DO THIS: Gather every line in the data below that contains the word "sneaker". Case counts.

Data items:
···

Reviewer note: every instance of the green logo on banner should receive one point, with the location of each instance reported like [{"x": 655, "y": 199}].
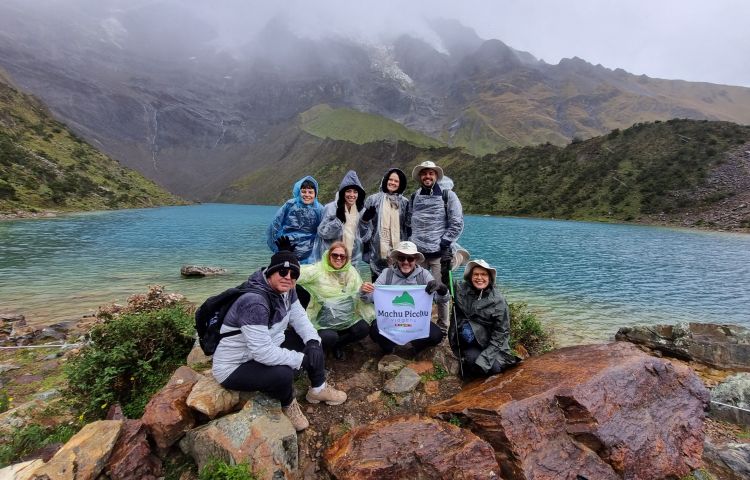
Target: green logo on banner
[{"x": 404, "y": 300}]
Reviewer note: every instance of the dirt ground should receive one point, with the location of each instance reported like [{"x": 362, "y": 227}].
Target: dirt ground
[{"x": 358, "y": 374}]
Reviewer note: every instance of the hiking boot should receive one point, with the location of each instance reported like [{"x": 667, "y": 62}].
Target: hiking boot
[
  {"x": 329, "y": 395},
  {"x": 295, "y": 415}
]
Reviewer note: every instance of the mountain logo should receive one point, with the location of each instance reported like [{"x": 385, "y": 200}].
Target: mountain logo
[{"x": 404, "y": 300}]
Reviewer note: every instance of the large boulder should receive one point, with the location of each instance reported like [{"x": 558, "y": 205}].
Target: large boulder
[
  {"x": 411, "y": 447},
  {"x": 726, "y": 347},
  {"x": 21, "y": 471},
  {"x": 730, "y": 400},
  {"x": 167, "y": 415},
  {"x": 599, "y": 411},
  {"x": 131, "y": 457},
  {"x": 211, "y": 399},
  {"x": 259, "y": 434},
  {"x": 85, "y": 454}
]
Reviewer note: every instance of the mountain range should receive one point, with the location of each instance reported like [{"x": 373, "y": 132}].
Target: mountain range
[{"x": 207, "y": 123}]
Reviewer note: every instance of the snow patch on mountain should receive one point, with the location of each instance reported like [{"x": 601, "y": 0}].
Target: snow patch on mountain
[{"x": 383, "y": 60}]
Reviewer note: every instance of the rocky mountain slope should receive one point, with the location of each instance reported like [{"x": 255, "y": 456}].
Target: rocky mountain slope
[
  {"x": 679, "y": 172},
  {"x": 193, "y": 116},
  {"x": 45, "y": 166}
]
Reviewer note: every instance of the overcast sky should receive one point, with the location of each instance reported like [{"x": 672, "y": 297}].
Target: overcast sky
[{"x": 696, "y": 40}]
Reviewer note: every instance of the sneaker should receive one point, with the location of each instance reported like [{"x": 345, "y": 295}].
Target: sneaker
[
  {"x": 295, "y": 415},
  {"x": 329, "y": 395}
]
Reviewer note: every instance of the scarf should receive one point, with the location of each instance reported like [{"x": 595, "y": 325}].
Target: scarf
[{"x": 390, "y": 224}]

···

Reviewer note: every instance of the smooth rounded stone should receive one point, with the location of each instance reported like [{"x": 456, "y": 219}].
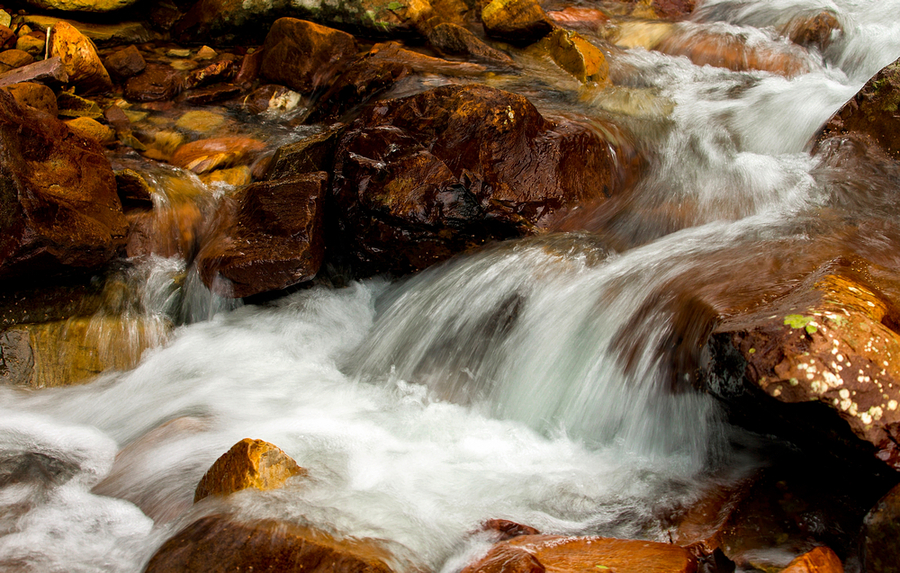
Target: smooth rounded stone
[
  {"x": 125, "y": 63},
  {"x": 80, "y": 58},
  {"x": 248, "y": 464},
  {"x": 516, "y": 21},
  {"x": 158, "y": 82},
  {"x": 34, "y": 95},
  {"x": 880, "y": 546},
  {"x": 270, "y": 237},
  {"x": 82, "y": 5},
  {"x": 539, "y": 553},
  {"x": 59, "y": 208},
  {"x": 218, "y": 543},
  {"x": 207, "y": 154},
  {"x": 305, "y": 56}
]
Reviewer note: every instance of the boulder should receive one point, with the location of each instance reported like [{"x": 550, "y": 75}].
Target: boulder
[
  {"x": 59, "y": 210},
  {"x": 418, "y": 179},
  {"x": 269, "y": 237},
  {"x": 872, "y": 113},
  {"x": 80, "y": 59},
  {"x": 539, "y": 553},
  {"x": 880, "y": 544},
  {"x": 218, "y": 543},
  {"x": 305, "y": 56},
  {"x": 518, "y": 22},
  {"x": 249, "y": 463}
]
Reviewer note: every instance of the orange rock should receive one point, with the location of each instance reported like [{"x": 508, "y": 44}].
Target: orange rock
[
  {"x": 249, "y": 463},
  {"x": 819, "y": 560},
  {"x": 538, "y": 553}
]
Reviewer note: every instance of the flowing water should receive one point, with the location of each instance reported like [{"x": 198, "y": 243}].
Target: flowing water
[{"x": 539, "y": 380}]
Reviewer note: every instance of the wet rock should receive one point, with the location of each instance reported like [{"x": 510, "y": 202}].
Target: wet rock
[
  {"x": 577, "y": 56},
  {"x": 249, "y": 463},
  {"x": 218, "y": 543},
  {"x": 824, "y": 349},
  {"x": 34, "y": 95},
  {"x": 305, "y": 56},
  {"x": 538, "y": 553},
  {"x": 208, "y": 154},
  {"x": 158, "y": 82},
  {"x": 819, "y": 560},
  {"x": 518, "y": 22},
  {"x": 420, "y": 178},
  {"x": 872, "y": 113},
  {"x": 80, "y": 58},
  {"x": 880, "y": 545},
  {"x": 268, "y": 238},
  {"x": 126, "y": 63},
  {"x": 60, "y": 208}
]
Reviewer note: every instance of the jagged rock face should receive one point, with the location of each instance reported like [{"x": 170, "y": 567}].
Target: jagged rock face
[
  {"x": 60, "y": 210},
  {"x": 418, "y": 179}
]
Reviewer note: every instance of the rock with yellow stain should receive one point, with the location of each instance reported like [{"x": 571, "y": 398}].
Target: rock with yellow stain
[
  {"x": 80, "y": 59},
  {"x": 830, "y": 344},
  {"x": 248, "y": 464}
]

···

ANSWER FOR THE TASK:
Reviewer note: every instance of the sneaker should receive one point, with the location of each instance reported like [{"x": 345, "y": 295}].
Target: sneaker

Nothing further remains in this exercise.